Objective: In the records below, put each line of the part that opens with the line containing "Target: overcast sky" and closes with the line containing "[(979, 830)]" into a JSON list of strings, one string per line. Include both of those lines and leave out any blank lines.

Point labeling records
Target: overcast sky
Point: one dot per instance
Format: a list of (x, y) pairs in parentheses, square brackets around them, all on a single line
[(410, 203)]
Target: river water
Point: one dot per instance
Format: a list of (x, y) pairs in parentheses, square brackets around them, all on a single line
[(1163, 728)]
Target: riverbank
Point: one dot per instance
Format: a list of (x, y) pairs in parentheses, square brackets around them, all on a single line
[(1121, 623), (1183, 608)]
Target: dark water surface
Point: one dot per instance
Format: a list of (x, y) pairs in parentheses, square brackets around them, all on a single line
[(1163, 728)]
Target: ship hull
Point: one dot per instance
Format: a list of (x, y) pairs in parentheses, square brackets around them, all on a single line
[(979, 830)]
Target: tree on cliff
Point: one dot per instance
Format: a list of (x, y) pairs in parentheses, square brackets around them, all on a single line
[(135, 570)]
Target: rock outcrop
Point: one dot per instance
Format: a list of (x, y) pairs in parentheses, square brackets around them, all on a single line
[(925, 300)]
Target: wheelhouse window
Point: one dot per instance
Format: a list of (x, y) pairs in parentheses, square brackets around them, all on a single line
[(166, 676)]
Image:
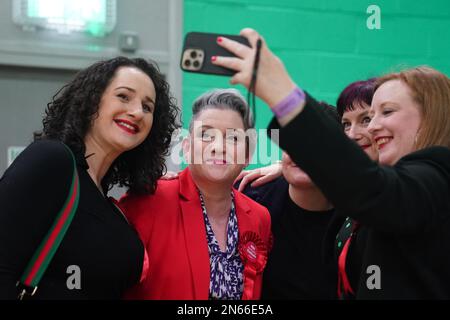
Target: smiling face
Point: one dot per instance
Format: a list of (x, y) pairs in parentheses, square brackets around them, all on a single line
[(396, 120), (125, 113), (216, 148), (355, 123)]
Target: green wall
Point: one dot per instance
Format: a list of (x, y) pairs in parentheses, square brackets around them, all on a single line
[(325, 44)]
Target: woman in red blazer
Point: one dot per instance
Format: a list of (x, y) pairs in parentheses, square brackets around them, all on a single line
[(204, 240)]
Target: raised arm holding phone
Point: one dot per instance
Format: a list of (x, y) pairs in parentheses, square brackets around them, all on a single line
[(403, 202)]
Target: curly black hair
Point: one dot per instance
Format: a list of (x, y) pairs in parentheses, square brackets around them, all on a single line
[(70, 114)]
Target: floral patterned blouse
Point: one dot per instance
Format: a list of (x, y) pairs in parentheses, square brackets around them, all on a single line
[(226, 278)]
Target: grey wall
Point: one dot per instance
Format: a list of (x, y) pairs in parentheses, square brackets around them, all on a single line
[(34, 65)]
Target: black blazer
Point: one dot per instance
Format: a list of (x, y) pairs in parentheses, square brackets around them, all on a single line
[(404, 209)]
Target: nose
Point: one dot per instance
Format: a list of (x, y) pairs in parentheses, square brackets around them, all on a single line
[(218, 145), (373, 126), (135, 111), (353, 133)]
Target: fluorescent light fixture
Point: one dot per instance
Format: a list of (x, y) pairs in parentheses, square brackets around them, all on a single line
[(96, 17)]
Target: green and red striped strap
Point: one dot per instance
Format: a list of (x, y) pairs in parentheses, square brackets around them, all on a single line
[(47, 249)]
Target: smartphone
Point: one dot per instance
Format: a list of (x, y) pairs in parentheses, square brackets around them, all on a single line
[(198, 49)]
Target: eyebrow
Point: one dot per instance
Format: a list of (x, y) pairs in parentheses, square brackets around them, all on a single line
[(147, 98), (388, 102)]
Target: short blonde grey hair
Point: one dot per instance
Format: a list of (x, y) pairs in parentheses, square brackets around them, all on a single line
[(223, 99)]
---
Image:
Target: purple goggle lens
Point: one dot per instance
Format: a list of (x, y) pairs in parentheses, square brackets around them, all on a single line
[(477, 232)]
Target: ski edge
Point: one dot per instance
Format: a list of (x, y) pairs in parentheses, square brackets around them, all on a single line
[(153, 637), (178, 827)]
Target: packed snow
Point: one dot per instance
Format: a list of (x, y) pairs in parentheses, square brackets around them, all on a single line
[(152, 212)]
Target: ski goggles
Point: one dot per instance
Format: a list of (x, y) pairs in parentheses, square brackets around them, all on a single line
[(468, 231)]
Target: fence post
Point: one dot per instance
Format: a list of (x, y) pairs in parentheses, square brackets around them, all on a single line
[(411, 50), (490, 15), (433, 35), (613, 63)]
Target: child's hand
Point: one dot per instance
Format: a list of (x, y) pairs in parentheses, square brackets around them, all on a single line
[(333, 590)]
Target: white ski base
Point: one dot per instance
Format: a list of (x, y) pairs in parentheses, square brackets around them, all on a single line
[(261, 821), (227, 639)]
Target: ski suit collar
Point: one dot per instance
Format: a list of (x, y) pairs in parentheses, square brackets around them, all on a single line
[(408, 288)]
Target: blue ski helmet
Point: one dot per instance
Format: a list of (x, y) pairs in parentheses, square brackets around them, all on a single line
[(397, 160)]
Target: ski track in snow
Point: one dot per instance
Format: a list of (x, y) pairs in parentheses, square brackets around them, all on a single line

Result for this exercise:
[
  "Target: overcast sky",
  "Point: one dot per instance",
  "Format: a list of (x, y) pairs in parentheses, square brackets around them, all on a single line",
  "[(410, 203)]",
  "Target: river water",
  "Point: one dot per instance",
  "Format: a list of (x, y) pairs in parentheses, square brackets around them, all on a single line",
  "[(1163, 728)]",
  "Target: riverbank",
  "Point: one dot per instance",
  "Format: a list of (x, y) pairs in parentheses, square brackets around them, all on a single line",
  "[(1121, 623), (1183, 608)]",
  "Target: dark water surface",
  "Point: one dot per instance",
  "Format: a list of (x, y) pairs in parentheses, square brackets around them, all on a single line",
  "[(1163, 728)]",
  "Target: ship hull",
  "Point: one dot per instance",
  "Format: a list of (x, y) pairs in parentheses, square brackets around them, all on a single line",
  "[(979, 830)]"
]